> [WRITTEN INSTRUCTION] Rewrite the entries from the line containing "Would you be able to point out the dry" through the end of the entries, swapping "corn leaf" for "maize leaf" and leaving everything else unchanged.

Collected data

+++

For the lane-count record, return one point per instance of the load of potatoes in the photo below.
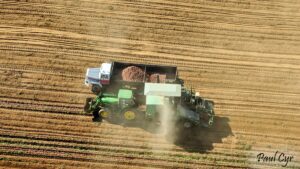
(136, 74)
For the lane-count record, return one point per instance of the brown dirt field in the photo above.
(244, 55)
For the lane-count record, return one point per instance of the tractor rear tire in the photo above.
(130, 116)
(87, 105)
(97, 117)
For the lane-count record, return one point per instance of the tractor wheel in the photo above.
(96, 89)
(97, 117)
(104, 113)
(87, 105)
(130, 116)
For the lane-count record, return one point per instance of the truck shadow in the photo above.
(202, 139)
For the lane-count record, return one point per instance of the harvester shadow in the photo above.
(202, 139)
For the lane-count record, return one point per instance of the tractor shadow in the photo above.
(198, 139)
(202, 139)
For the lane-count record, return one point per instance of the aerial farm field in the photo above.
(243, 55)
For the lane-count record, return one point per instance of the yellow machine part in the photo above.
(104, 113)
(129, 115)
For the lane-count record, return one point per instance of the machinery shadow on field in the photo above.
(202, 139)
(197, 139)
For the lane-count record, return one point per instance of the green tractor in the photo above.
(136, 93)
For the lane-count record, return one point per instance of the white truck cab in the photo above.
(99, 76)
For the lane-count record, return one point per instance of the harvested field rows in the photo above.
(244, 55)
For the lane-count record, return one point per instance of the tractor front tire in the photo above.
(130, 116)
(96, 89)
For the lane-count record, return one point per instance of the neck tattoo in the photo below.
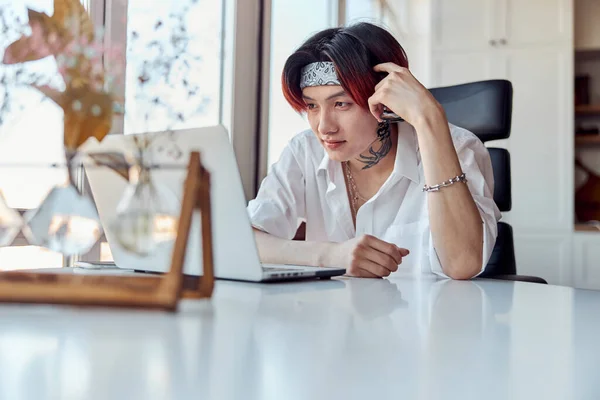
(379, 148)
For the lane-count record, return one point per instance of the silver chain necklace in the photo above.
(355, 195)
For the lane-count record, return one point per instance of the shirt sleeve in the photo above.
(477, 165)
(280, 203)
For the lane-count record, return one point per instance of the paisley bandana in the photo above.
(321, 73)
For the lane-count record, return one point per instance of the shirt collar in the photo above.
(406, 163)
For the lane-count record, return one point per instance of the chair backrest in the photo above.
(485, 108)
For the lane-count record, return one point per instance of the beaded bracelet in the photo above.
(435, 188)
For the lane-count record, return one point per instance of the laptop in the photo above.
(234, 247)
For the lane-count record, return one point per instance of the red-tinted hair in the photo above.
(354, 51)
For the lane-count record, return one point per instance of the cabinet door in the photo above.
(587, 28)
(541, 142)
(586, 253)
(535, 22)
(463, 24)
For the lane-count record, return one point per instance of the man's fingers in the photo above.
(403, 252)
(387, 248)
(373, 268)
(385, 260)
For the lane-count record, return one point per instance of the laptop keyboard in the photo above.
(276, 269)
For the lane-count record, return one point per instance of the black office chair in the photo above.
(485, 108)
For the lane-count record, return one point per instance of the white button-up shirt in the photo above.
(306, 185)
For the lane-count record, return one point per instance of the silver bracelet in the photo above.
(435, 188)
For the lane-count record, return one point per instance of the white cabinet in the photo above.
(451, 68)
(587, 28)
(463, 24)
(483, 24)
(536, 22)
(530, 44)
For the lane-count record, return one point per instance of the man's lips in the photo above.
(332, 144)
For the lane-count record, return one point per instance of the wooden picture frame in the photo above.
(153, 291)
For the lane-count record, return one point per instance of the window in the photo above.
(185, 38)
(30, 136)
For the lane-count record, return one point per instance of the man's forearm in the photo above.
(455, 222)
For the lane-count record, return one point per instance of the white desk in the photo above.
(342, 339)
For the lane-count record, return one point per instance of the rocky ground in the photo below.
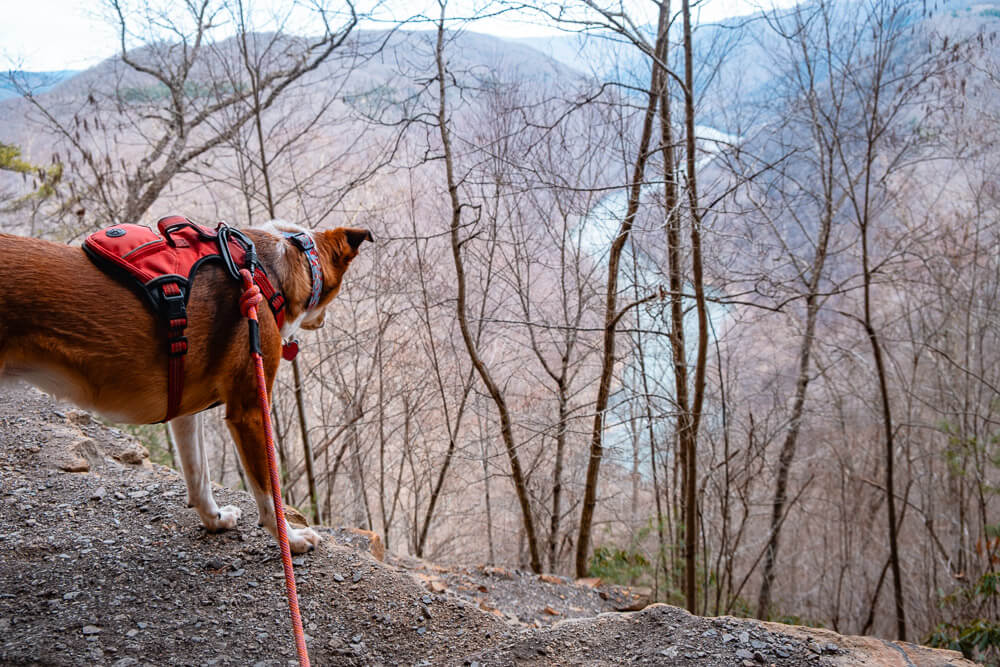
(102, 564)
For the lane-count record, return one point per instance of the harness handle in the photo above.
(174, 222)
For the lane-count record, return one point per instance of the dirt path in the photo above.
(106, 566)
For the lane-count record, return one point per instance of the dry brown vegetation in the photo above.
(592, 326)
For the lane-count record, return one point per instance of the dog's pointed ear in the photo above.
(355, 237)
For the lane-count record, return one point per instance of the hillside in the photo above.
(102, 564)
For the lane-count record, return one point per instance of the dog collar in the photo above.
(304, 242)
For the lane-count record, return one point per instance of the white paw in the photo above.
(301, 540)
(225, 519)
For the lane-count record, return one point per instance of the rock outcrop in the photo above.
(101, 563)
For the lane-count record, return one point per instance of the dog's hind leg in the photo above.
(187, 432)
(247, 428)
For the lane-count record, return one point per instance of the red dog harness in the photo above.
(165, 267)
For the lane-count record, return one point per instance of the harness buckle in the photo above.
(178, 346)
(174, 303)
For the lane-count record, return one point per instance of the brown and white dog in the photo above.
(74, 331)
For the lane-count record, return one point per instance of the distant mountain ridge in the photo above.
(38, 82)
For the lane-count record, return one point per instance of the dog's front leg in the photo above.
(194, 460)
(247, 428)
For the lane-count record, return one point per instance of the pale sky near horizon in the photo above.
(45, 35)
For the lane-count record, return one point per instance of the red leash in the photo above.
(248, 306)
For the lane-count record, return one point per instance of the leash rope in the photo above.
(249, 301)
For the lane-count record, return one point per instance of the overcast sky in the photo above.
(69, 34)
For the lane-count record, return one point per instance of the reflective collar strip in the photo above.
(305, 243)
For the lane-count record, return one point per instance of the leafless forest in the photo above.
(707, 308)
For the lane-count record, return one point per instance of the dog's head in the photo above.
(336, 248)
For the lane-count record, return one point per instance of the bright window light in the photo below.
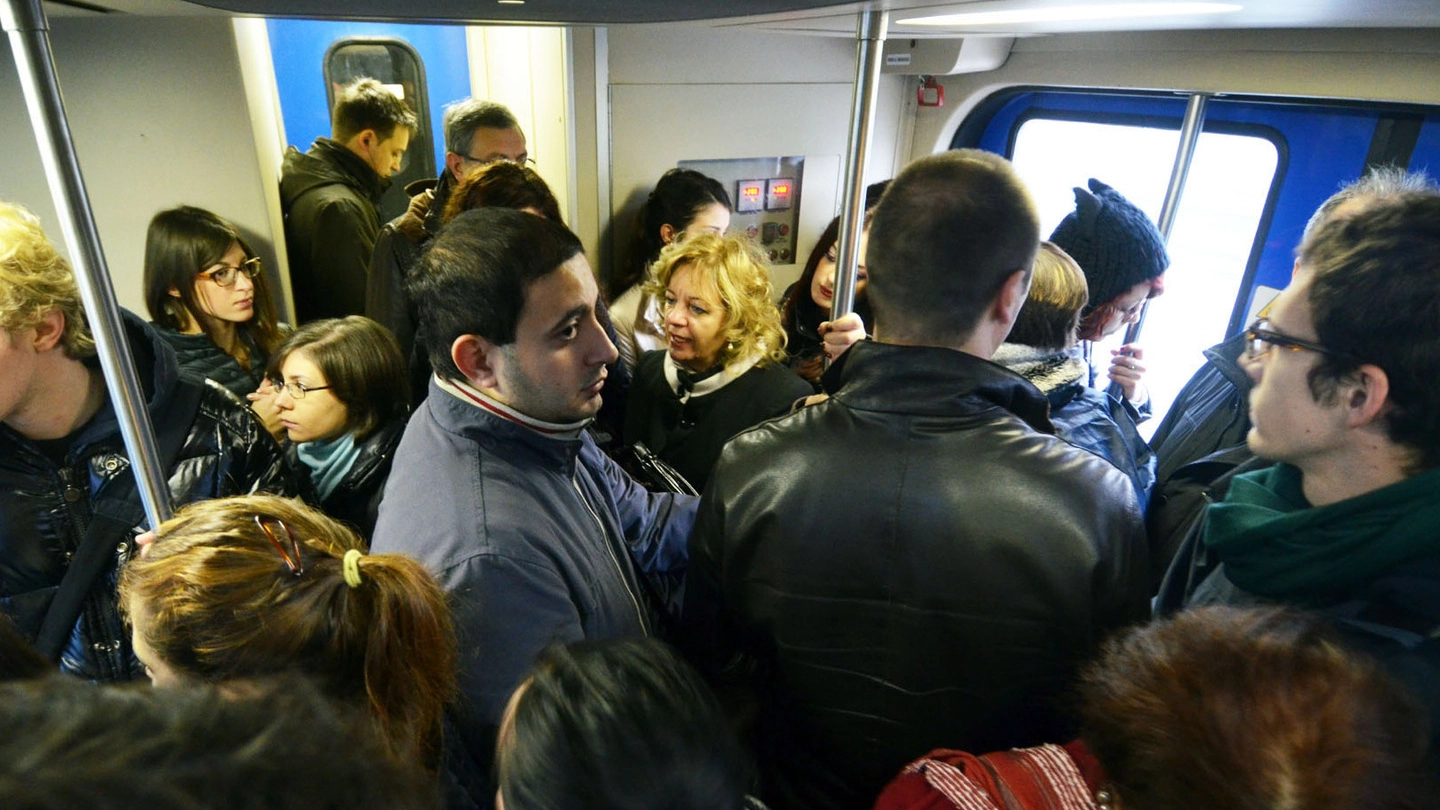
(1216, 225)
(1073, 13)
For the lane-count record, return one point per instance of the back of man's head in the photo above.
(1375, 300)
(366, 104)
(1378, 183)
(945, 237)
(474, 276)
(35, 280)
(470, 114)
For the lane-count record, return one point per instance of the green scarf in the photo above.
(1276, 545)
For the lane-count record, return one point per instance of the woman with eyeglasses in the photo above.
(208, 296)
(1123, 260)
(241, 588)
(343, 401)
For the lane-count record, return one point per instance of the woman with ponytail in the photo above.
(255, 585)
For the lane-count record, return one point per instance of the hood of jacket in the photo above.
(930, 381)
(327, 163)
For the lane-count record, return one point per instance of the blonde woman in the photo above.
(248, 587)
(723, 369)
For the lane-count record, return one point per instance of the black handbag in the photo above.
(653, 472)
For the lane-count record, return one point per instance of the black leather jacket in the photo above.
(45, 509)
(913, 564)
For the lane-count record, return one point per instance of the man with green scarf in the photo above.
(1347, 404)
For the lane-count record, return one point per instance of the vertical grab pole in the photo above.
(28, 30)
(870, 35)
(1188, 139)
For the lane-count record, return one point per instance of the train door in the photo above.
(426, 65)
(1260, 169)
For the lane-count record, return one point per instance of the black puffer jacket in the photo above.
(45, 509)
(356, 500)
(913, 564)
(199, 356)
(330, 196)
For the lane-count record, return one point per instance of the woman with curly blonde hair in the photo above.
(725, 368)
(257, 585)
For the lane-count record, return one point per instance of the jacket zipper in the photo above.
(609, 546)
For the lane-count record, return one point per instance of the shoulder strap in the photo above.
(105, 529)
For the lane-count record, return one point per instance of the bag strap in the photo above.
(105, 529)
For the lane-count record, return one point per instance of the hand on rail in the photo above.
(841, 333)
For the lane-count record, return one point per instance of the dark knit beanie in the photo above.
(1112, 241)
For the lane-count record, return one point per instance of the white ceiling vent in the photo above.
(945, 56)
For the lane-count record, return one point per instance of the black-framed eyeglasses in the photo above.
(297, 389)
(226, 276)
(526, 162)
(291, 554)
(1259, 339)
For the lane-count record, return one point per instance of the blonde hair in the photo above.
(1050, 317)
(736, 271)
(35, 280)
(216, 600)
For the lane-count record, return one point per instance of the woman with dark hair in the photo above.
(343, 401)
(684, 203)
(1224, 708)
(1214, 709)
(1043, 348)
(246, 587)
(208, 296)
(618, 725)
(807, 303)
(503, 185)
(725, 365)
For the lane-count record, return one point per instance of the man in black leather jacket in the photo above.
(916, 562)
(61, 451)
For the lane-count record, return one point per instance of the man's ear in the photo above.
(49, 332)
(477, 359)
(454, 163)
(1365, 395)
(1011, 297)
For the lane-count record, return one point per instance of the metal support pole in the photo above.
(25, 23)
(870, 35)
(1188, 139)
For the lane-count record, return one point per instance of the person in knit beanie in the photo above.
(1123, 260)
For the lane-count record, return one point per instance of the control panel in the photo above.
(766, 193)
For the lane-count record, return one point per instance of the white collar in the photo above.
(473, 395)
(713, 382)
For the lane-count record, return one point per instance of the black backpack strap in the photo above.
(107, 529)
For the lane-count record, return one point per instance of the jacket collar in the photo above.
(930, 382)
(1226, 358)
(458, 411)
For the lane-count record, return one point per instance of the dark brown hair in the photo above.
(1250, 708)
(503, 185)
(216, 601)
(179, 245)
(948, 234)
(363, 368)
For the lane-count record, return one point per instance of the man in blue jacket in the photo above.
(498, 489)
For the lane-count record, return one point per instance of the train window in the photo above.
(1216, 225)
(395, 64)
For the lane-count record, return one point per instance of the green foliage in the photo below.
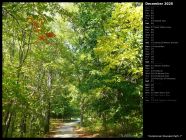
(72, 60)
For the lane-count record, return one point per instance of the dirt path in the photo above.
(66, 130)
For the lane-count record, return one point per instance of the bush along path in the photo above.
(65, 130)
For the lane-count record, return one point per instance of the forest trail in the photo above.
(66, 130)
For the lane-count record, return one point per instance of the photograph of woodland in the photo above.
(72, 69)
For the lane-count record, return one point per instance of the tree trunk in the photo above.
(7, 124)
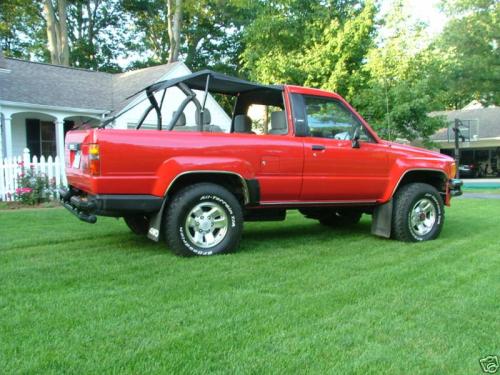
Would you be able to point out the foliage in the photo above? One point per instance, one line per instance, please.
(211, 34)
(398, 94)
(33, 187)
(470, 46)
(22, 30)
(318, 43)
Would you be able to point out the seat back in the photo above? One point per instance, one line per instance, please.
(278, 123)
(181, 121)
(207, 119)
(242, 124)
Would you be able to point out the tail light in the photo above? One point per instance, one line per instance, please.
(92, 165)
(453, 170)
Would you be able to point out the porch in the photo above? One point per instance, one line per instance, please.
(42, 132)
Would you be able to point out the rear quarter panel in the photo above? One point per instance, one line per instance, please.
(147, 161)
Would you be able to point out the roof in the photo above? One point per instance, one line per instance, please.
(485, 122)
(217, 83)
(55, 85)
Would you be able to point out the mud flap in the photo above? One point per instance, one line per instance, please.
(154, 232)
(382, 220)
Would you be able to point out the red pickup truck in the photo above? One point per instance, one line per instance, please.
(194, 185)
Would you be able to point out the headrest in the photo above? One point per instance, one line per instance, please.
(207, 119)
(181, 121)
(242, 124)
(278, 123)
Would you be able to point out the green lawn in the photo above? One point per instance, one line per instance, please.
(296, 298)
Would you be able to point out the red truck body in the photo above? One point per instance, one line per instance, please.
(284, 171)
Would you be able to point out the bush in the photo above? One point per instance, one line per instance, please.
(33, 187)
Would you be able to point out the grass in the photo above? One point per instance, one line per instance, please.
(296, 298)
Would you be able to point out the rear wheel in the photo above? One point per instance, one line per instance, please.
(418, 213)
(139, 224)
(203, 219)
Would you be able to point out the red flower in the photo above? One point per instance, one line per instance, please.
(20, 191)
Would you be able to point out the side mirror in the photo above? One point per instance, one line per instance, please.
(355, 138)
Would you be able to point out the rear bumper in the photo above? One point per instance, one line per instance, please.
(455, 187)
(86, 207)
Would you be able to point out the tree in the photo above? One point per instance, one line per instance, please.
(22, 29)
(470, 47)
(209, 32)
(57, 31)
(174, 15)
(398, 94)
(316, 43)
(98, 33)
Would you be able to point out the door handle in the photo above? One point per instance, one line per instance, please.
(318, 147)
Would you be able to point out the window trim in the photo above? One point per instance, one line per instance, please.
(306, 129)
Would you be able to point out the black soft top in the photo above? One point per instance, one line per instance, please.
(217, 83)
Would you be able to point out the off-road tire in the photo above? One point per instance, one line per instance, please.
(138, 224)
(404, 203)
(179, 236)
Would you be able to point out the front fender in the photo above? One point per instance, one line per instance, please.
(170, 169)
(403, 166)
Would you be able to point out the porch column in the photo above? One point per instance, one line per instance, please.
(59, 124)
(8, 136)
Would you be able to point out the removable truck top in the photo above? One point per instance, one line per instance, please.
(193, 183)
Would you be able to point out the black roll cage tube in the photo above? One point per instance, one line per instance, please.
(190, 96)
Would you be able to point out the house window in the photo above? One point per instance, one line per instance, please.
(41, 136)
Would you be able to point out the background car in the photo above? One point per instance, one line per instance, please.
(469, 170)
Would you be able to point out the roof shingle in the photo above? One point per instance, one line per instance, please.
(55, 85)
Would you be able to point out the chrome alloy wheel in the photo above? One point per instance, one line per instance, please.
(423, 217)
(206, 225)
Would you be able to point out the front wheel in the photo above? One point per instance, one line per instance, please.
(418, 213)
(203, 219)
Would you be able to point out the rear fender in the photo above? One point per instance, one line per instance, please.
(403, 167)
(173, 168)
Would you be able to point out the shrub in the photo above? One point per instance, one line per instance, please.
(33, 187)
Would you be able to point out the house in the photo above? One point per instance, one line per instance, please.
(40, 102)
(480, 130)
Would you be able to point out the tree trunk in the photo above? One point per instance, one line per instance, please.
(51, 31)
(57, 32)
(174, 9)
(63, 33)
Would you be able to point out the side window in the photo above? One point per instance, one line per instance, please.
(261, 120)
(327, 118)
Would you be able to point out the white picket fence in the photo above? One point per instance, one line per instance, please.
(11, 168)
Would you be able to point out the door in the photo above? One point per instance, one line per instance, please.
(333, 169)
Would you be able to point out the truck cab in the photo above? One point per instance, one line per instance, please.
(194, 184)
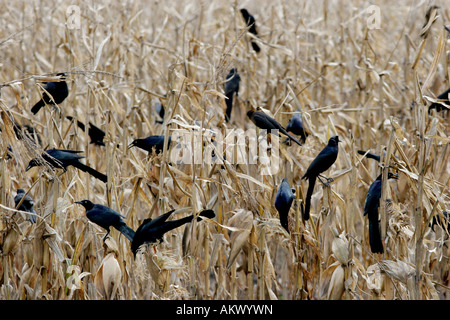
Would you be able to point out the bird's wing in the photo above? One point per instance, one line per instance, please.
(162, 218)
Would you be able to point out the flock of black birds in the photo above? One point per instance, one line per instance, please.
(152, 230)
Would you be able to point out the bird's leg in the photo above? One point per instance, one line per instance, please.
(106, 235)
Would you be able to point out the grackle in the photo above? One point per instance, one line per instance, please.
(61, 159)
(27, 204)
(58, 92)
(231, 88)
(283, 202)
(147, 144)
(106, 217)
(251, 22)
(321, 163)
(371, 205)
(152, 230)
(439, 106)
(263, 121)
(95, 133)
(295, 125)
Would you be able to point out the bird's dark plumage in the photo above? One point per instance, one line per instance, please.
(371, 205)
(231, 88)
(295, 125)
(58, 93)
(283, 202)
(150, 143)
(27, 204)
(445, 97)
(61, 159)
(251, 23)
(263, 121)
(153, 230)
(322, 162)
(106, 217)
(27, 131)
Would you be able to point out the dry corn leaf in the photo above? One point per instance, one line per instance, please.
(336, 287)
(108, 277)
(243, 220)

+++

> [EXERCISE OUTPUT]
Would you be able to point out the dry maize leaf in the photo above? One point per instance, one line per instance, please.
(336, 287)
(108, 277)
(243, 220)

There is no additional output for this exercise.